#### Assignment
Please return the lines from the one with "Task: point out each instance of the green sign" through the end of the listing below, word for word, with every picture left out.

#### Given information
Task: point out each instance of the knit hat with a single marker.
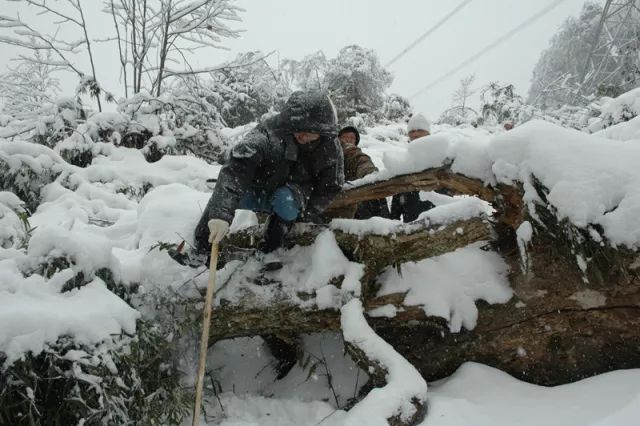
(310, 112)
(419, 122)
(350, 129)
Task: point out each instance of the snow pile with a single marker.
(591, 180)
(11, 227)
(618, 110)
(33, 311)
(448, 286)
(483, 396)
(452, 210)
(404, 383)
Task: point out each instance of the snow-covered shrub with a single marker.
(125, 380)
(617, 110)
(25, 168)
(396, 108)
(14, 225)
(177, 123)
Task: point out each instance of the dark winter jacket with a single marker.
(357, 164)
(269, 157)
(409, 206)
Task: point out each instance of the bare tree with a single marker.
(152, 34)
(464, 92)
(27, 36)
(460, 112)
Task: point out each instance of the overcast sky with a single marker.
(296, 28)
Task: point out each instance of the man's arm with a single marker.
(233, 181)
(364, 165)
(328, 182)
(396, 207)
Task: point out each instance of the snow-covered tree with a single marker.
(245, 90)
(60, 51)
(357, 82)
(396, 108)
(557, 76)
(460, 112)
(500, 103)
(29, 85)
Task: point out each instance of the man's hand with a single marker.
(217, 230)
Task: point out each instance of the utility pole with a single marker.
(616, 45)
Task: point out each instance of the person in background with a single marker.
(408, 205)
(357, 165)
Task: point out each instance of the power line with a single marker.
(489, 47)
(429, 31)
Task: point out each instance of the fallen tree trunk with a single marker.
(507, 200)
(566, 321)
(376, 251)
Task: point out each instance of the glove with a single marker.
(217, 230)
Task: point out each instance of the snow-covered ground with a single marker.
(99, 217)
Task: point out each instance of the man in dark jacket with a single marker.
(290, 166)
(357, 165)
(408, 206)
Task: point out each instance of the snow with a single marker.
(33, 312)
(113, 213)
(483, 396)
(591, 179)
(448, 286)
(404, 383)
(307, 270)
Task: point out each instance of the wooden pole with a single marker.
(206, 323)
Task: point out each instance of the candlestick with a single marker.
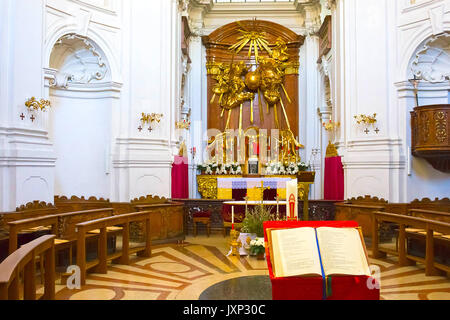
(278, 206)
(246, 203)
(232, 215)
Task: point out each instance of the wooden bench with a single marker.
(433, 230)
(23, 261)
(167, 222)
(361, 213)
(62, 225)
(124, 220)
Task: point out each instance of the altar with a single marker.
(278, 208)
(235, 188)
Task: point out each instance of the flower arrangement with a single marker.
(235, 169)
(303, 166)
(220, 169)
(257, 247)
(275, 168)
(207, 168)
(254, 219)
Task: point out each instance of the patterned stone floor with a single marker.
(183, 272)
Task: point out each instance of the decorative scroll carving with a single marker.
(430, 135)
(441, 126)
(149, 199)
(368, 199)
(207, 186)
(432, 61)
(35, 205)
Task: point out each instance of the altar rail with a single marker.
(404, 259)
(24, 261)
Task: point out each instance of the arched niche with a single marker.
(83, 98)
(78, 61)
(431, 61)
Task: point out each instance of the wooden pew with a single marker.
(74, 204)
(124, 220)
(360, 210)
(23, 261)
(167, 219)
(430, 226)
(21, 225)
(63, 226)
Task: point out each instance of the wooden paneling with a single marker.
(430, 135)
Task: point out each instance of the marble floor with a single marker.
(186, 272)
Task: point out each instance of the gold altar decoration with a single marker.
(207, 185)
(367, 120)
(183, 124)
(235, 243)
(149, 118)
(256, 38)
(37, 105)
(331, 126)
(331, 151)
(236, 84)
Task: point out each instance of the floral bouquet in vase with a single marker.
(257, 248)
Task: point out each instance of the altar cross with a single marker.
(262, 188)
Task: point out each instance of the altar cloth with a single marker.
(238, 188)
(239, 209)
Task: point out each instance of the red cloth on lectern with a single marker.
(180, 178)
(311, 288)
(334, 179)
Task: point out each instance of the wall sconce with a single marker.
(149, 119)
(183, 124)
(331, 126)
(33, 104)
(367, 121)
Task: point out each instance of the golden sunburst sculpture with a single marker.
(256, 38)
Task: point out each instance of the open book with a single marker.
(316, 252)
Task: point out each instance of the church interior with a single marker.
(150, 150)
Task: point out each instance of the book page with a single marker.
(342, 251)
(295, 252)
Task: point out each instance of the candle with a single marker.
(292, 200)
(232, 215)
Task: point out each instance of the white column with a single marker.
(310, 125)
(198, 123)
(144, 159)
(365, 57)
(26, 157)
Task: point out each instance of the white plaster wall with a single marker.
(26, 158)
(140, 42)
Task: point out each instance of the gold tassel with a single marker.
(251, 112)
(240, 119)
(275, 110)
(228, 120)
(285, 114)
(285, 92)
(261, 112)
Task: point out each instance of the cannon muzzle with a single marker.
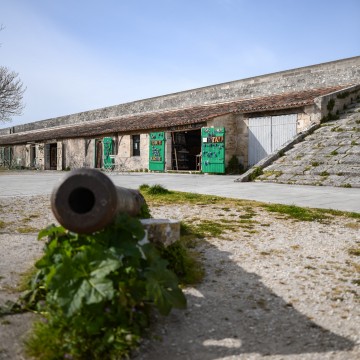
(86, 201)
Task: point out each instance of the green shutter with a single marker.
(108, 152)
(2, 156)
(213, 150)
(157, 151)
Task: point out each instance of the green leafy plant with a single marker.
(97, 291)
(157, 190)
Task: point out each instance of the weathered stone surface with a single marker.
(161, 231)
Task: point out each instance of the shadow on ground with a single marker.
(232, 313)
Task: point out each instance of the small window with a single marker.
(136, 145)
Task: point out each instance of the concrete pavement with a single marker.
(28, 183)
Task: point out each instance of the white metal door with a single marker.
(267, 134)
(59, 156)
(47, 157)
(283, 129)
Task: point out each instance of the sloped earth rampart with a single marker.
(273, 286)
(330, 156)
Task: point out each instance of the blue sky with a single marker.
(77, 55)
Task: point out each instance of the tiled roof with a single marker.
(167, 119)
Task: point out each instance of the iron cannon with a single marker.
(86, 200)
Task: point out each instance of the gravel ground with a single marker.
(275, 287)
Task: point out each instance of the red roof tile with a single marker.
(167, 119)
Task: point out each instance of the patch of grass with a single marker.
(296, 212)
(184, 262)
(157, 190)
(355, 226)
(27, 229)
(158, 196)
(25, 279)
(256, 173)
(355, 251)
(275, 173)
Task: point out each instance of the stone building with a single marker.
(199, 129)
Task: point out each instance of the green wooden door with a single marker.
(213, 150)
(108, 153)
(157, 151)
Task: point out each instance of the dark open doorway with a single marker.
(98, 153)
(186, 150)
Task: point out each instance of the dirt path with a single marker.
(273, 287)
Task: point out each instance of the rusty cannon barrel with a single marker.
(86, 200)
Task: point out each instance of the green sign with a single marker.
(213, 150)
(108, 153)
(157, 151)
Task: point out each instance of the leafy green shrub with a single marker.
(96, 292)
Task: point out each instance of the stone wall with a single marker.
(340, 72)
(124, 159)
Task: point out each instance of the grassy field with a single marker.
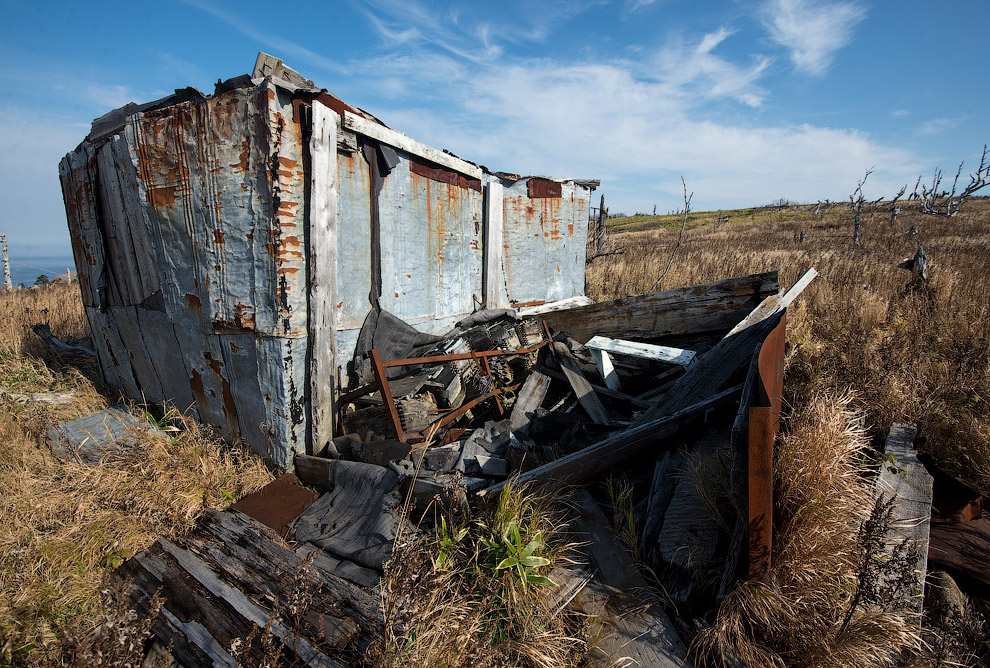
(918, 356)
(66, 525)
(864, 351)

#### Result below
Task: point out each instance of the green sign with a single marker.
(213, 150)
(108, 153)
(157, 151)
Task: point out each instance of the leafy green shrub with a single marker.
(96, 292)
Task: point out each instance of the stone wall with a single marker.
(340, 72)
(124, 159)
Task: point out each instance of the grassy field with a single marker.
(918, 356)
(66, 525)
(864, 351)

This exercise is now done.